▸ Texte d'étude
La forte proportion de cas « verts » et « jaunes » suggère que seules les personnes blessées dont l’état était suffisamment stable ont pu entreprendre le voyage jusqu’au Tchad pour accéder à nos services médicaux.  Beaucoup d’autres, dans un état plus critique, sont restés au Darfour.  

Entre le 15 et le 18 juin, 62 femmes enceintes ont reçu des soins pour des blessures par balle, des coups et d’autres agressions.

À quelques exceptions près, les personnes blessées prises en charge à l’hôpital d’Adré font partie du groupe ethnique des Masalit, une communauté non arabe du Darfour, qui vit entre le Tchad et le Soudan.  Avant le conflit, une importante communauté masalit habitait déjà à Adré, ce qui explique en partie pourquoi les gens fuyant la violence y ont trouvé refuge. Leurs témoignages reflètent donc l’expérience des Masalit d’El-Geneina, mais qui n’est pas celle de l’ensemble de la population du Darfour occidental ni même d’El-Geneina.

Des témoignages décrivant des violences basées sur l’appartenance ethnique

De très nombreux patients et patientes racontent avoir été victimes de milices arabes à  El-Geneina et durant leur fuite vers le Tchad. Ils disent aussi avoir été visés du fait de leur appartenance ethnique masalit.

Plusieurs témoignages font écho à des menaces similaires et rapportent des attaques récurrentes dans des quartiers comme Al Madares, Al Jabal, Area 13 ou Al Jamarik, ainsi que la présence de tireurs embusqués visant des personnes civiles qui s’aventuraient pour aller chercher de l’eau ou s’approvisionner.

▸ Consigne
Modifiez le texte d'étude en partant des mots « De très nombreux » et en vous arrêtant après « l’eau ou s’approvisionner. » : remplacez-y « tireurs embusqués » par « francs-tireurs ». Les données n'ont aucun rôle dans cet exercice.

Entrées enregistrées:
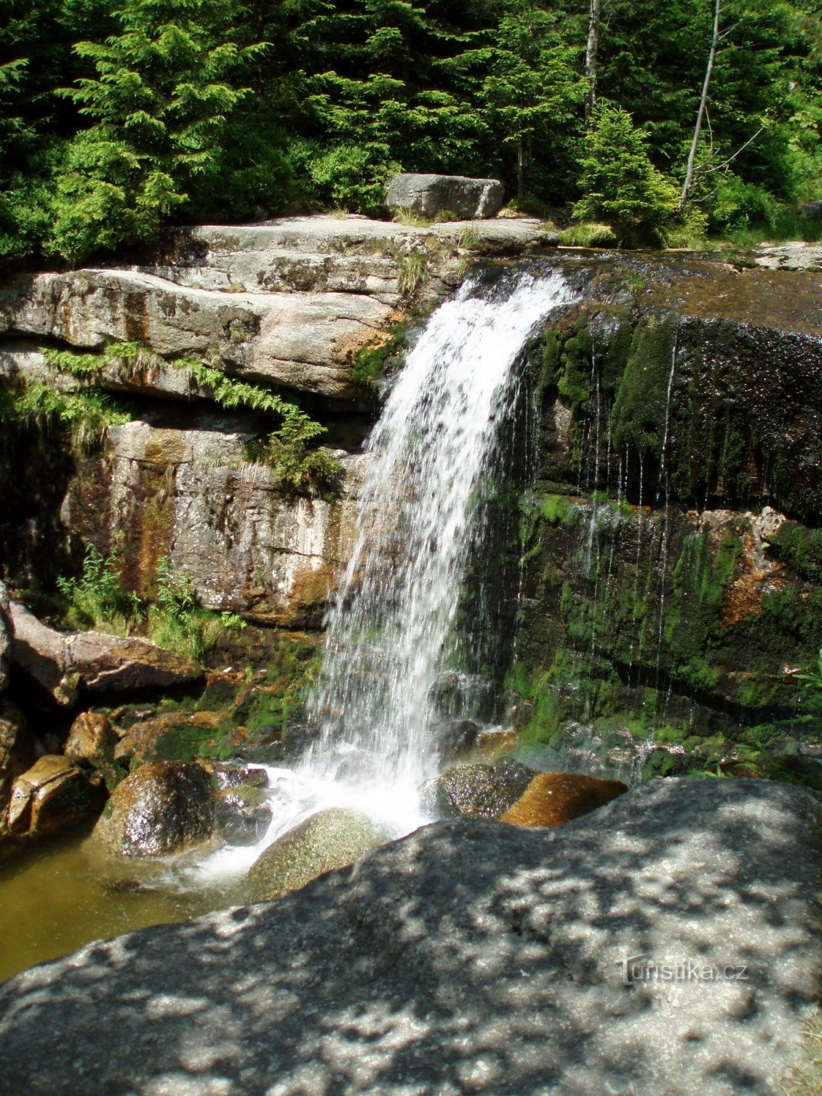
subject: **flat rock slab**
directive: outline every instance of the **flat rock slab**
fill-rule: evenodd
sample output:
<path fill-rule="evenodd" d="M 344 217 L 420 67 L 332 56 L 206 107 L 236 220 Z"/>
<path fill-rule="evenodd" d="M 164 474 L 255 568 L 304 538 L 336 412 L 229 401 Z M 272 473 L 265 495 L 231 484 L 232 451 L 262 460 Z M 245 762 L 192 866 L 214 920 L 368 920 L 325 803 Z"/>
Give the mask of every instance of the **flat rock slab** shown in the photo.
<path fill-rule="evenodd" d="M 560 830 L 437 823 L 11 979 L 0 1093 L 776 1096 L 818 990 L 818 827 L 801 789 L 708 779 Z"/>
<path fill-rule="evenodd" d="M 503 197 L 499 179 L 404 173 L 391 180 L 386 205 L 390 209 L 419 209 L 426 217 L 447 212 L 486 218 L 500 212 Z"/>

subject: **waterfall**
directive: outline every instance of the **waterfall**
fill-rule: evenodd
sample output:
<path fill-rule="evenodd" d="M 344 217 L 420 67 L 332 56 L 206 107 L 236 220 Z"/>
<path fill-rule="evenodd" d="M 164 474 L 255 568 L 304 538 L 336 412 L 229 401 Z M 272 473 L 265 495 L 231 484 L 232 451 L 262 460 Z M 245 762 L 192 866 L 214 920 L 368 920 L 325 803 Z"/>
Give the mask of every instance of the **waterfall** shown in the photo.
<path fill-rule="evenodd" d="M 560 274 L 468 282 L 433 313 L 367 444 L 354 549 L 308 700 L 305 766 L 418 788 L 435 775 L 432 693 L 453 654 L 477 496 L 537 324 L 571 299 Z"/>
<path fill-rule="evenodd" d="M 429 821 L 420 788 L 439 762 L 433 693 L 457 651 L 467 567 L 487 550 L 479 503 L 516 403 L 514 366 L 573 297 L 559 273 L 511 272 L 467 282 L 427 321 L 366 446 L 354 546 L 307 699 L 312 744 L 295 767 L 266 766 L 274 817 L 261 841 L 217 850 L 201 876 L 248 868 L 328 807 L 365 811 L 386 837 Z"/>

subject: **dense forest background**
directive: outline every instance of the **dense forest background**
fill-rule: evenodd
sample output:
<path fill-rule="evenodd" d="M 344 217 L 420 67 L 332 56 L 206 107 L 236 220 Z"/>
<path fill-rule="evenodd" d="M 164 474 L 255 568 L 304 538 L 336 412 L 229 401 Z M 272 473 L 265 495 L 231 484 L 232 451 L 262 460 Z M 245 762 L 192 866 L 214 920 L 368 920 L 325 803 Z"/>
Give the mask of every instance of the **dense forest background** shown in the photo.
<path fill-rule="evenodd" d="M 379 214 L 398 170 L 494 175 L 522 209 L 670 235 L 778 229 L 820 196 L 812 0 L 0 8 L 5 263 L 79 262 L 170 220 Z"/>

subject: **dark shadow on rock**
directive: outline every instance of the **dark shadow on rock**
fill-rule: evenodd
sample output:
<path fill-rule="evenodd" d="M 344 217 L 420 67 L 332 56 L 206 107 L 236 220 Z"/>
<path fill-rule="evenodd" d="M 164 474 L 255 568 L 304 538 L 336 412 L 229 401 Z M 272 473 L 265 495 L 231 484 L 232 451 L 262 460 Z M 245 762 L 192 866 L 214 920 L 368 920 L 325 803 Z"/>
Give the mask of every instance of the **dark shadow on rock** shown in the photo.
<path fill-rule="evenodd" d="M 818 990 L 818 829 L 800 789 L 707 779 L 555 831 L 437 823 L 10 980 L 0 1093 L 776 1094 Z M 688 961 L 746 977 L 646 977 Z"/>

▸ Réponse
De très nombreux patients et patientes racontent avoir été victimes de milices arabes à  El-Geneina et durant leur fuite vers le Tchad. Ils disent aussi avoir été visés du fait de leur appartenance ethnique masalit.

Plusieurs témoignages font écho à des menaces similaires et rapportent des attaques récurrentes dans des quartiers comme Al Madares, Al Jabal, Area 13 ou Al Jamarik, ainsi que la présence de francs-tireurs visant des personnes civiles qui s’aventuraient pour aller chercher de l’eau ou s’approvisionner.